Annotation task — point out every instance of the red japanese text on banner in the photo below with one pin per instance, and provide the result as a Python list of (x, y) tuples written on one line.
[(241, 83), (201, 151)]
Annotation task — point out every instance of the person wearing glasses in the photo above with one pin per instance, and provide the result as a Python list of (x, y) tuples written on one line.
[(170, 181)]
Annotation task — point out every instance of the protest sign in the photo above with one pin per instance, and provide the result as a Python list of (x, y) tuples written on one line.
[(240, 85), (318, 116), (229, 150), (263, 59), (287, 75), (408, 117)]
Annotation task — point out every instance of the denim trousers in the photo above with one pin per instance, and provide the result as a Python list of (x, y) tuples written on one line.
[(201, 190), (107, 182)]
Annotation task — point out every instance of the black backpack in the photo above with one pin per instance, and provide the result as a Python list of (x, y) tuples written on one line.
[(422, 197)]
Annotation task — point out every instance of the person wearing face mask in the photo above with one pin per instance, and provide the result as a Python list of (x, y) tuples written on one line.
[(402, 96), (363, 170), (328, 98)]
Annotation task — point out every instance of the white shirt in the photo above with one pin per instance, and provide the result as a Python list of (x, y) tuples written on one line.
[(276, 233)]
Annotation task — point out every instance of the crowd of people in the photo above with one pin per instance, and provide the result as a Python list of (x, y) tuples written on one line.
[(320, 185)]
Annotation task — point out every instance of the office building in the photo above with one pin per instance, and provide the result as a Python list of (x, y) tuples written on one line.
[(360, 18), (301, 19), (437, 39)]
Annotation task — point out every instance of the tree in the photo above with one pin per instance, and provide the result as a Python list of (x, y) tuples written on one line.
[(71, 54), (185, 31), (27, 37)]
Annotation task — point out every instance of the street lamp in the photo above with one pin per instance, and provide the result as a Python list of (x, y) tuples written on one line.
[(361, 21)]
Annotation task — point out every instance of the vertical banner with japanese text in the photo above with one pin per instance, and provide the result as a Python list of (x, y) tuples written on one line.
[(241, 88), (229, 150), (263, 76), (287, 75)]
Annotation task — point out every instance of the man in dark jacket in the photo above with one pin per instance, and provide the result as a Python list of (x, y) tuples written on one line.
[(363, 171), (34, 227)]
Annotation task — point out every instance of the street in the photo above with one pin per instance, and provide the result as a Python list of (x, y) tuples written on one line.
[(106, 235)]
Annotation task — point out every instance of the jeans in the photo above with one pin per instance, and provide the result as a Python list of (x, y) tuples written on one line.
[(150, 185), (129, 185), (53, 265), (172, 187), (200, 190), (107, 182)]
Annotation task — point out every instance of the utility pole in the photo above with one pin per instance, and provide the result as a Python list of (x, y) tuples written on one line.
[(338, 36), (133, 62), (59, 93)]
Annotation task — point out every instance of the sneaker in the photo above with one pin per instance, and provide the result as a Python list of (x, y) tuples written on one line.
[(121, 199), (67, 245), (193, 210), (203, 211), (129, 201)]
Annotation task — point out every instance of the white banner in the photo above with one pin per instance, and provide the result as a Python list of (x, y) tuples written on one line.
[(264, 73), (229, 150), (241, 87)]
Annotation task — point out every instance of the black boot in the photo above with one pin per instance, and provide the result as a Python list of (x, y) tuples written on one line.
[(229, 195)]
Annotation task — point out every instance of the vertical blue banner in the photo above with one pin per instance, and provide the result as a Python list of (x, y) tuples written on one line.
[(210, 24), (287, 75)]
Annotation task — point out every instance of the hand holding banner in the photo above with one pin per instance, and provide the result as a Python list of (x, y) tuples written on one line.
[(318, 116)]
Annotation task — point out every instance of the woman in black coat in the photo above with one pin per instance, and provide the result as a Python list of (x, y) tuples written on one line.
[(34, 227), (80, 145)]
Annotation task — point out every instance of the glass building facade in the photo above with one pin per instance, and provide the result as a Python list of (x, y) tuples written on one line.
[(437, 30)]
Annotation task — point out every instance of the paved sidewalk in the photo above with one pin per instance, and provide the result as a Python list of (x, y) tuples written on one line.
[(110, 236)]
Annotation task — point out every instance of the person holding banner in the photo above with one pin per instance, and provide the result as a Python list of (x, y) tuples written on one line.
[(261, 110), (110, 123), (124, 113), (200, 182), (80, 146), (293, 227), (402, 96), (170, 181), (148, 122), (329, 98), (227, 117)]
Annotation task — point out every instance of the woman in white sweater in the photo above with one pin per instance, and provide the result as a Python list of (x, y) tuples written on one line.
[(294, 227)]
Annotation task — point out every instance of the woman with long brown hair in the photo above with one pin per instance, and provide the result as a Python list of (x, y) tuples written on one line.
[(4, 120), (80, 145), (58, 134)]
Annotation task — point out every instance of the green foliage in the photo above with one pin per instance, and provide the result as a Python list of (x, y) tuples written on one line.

·····

# Task to complete
Copy the lines above exactly, leaving every word as it is.

# Expected output
Annotation task — point out every instance of the red japanese text on banner in the photo below with one pin per instance, and provide the result as a Python list of (x, y) tuples written on one line.
[(241, 83), (201, 151)]
Annotation task — point out every instance of the person wearing glasses in the photo above with one pin per instance, and provide the result as a Python list of (x, y) tuples written on one line.
[(170, 181)]
Annotation task — point out every instance of the protest sign in the photo above with one pin per instance, and provide the result as a Python list of (x, y) tuples written on one line.
[(240, 85), (318, 116), (229, 150), (263, 59), (287, 75), (408, 117)]
Annotation task — point out every instance of the denim trousers in the photo above with one pin per instance, and provide the result as a Python list of (x, y) tuples written on one line.
[(201, 190), (107, 182)]
Annotation task — point out every instance of the black backpack in the photo above with one pin per instance, and provide the result as a Python list of (x, y) tuples written on one line.
[(422, 197)]
Annotation task — point out every instance of the person wearing face mask in the photo above with one pin per instance, and provide the result as a Python list of (x, y) tuples written on one line.
[(402, 96), (363, 170), (328, 98)]
Annotation task — point out every instance of the white shirt in the photo above with one pin per instance, and provide the result as a Python list of (x, y) tuples written on one line.
[(276, 233)]
Annotation task — point out every instance of the crowd of people in the photo above with one pin per instance, and provide the result as a Python list of (x, y) tuples written on one line.
[(320, 185)]
Annotation task — point out every instance of the office building in the photo above with one pin per instance, and provide the result as a Python list of (x, y) tuples written on one line.
[(360, 18), (301, 19), (437, 39)]
Annotation task — point out every instance of the tree in the photo above with one pin per instance, and provide the result as a Python list of (x, y) tuples written on one line.
[(71, 54), (185, 31), (27, 37)]
Annotation task — point out every instance of the street lamp in the photo above with one pin per instance, and provide the result as a Python list of (x, y) tuples written on one line.
[(361, 21)]
Annotation task — point out every instance of the vertical banner with japanese text in the photo above with one pin per instance, and provide the result as a Python list of (x, y) tuples written on one line.
[(241, 88), (229, 150), (263, 76), (287, 75)]
Annotation task — point out every instance of the man in dark jacket in the photo above with one pin per instance, and provide the result as a Python list of (x, y) tuples written on one line.
[(363, 171), (34, 227)]
Annotation task — point out every instance of the street in the photo above with one pin per instance, and provide the result as a Python list of (x, y) tuples written on one line.
[(106, 235)]
Annotation task — point out every instance of the jeans in the photo above with one pin per instance, and provide the result as a Python list of (x, y) tuples written on one line.
[(150, 185), (129, 185), (53, 265), (172, 187), (200, 190), (107, 182)]
Annotation task — point out every instance of the utility pole in the photo above with one pin per instance, and provide the result as a Python list of (x, y) tuples written on one line.
[(338, 36), (133, 62), (59, 93)]
Annotation task — point out every instance of the sneaker in the photo above with one pin per instance, and provide the result as a Python list of (x, y) tuples written on one line.
[(121, 199), (67, 245), (193, 210), (203, 211), (129, 201)]
Annotation task — point out every instance of the white banner in the photo above with one pin per instance, and provide the result as a Python list of (x, y) tuples written on one line.
[(264, 73), (229, 150), (241, 87)]
Annotation task — point out every instance of the black boot in the photo above with one pin per instance, and provide the result as a Python list of (x, y) tuples written on one line.
[(229, 195)]
Annotation task — point out every instance of the vertical blue banner in the photo above with one pin per instance, and provide the result as a Python list of (x, y) tuples written on one line.
[(210, 24), (287, 75)]
Annotation task — point out every instance of the hand holding banner in the photo above with one pin per instance, and provide the result as a Python list of (x, y) tuples written on one line.
[(318, 116)]
Annotation task — point out every instance of the woman in black coat in the photo above with one pin per instance, and provide the result as a Python list of (x, y) tuples written on one line.
[(34, 227), (80, 145)]
Annotation task — point out every instance of the glass building facade in the photo above with one pin per instance, and provide the result as a Python list of (x, y) tuples written on one line.
[(437, 30)]
Annotation task — point out every instance of the paved sidewalk in the photo above with one pin per instance, and provide the result as a Python list of (x, y) tuples written on one line.
[(110, 236)]
Annotation task — point out every instance of the person holding banner in the photo above with one pin per instance, and provide the result as a Python list of (x, y) tuples written on one line.
[(261, 110), (110, 123), (124, 113), (200, 182), (80, 146), (293, 227), (402, 96), (170, 181), (148, 122), (329, 98), (227, 117)]
Annotation task — point out every instance of the woman in white sweater in the photo above with one pin per instance, and provide the result as a Python list of (x, y) tuples written on one line.
[(294, 227)]
Annotation task — point out every instance of the woman with long brown hair in the photo above with one pin per instance, and provide the result as a Python list of (x, y) tuples written on one line.
[(4, 120), (80, 145), (58, 134)]
Annotation task — point out every instance of the green foliage in the photo above with one pin per instance, and provide the result as a Python list of (x, y) tuples written on one line.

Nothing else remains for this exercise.